-- TASK REQUIREMENTS --
1) Reproduce the passage on GATS Mode 4 and EU migrant returns word for word.
2) Write out every line of the stored listing below without changes, and leave the pictures out.

-- PROVIDED TEXT --
------------------------------------------------------------------------

If we recall how Mode
4 GATS stands as the only format of international human mobility that is liberalised
internationally, under the multilateral WTO/GATS (Chetail
2014), Mode 4 presents the very connection between trade and temporary
migration that is missing from the EU’s proposal. Labelled ‘mode 4’ of Art.
1:2(d) GATS this temporary mobility is a sub-form of international
migration. However, it is limited under an excruciatingly narrow definition, to
a) temporary stay abroad, b) not entering the labor market (only the services)
of the host country c) opened only under commitments by member states d)
categories of persons are narrowly defined, often clustering in the
highly-skilled segments (Trachtman
2009;). As (Tans
in this blogpost) suggests, the EU conditionality working through Everything-but-Arms
(EBA) and GSP+ should only apply to those nationals who move under the EU’s
GATS mode 4 commitments, if they fail to return voluntarily at the end of their
legal temporary stay.
Looking for
Alternatives 1: Cotonou Convention’s Cooperation on Migrant Returns
To this day, the
temporary, cross-border movement of natural persons, the so-called Mode 4 has
been missing out of EU economic partnership agreements (EPA) with North African
countries (Cottier
and Shinghal 2021), such that threatening to withdraw tariff preferences
under the EU GSP, or even suspending the cross-border mobility so as to
penalize countries in North Africa for refusing to take back their own citizens
in irregular stays abroad remains illusory. In addition, speaking against
penalizing countries of origin for refusing to take back citizens, and thus, against
applying the EU’s revised GSP, is Art. 74 on ‘return and readmission’ of the 15
April 2021 negotiated
agreement text initialed by the EU and the ACPs chief negotiators -- a
follow-up to the Cotonou
agreement -- restates Art. 5 Cotonou
agreement with the exception of a return clause which is free from any
conditionality—neither is there a negative consequence for failing to take back
one’s nationals, nor are typical migrant host countries required to open their
labor markets to potential migrant workers.

------------------------------------------------------------------------

(Stored records)
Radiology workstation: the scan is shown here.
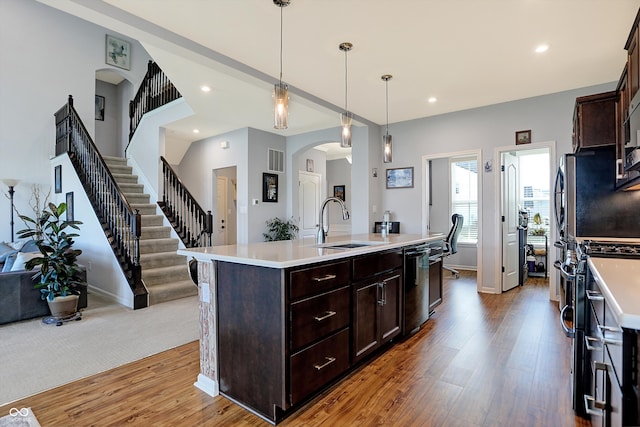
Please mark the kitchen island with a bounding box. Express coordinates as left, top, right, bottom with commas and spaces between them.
582, 256, 640, 426
178, 233, 444, 424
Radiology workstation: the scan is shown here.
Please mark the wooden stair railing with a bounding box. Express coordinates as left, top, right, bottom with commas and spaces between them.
158, 156, 213, 248
55, 95, 148, 309
125, 61, 182, 145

------------------------------------------------------------------------

-- FULL SOLUTIONS --
1)
If we recall how Mode
4 GATS stands as the only format of international human mobility that is liberalised
internationally, under the multilateral WTO/GATS (Chetail
2014), Mode 4 presents the very connection between trade and temporary
migration that is missing from the EU’s proposal. Labelled ‘mode 4’ of Art.
1:2(d) GATS this temporary mobility is a sub-form of international
migration. However, it is limited under an excruciatingly narrow definition, to
a) temporary stay abroad, b) not entering the labor market (only the services)
of the host country c) opened only under commitments by member states d)
categories of persons are narrowly defined, often clustering in the
highly-skilled segments (Trachtman
2009;). As (Tans
in this blogpost) suggests, the EU conditionality working through Everything-but-Arms
(EBA) and GSP+ should only apply to those nationals who move under the EU’s
GATS mode 4 commitments, if they fail to return voluntarily at the end of their
legal temporary stay.
Looking for
Alternatives 1: Cotonou Convention’s Cooperation on Migrant Returns
To this day, the
temporary, cross-border movement of natural persons, the so-called Mode 4 has
been missing out of EU economic partnership agreements (EPA) with North African
countries (Cottier
and Shinghal 2021), such that threatening to withdraw tariff preferences
under the EU GSP, or even suspending the cross-border mobility so as to
penalize countries in North Africa for refusing to take back their own citizens
in irregular stays abroad remains illusory. In addition, speaking against
penalizing countries of origin for refusing to take back citizens, and thus, against
applying the EU’s revised GSP, is Art. 74 on ‘return and readmission’ of the 15
April 2021 negotiated
agreement text initialed by the EU and the ACPs chief negotiators -- a
follow-up to the Cotonou
agreement -- restates Art. 5 Cotonou
agreement with the exception of a return clause which is free from any
conditionality—neither is there a negative consequence for failing to take back
one’s nationals, nor are typical migrant host countries required to open their
labor markets to potential migrant workers.

2)
Radiology workstation: the scan is shown here.
Please mark the kitchen island with a bounding box. Express coordinates as left, top, right, bottom with commas and spaces between them.
582, 256, 640, 426
178, 233, 444, 424
Radiology workstation: the scan is shown here.
Please mark the wooden stair railing with a bounding box. Express coordinates as left, top, right, bottom with commas and spaces between them.
158, 156, 213, 248
55, 95, 148, 309
125, 61, 182, 145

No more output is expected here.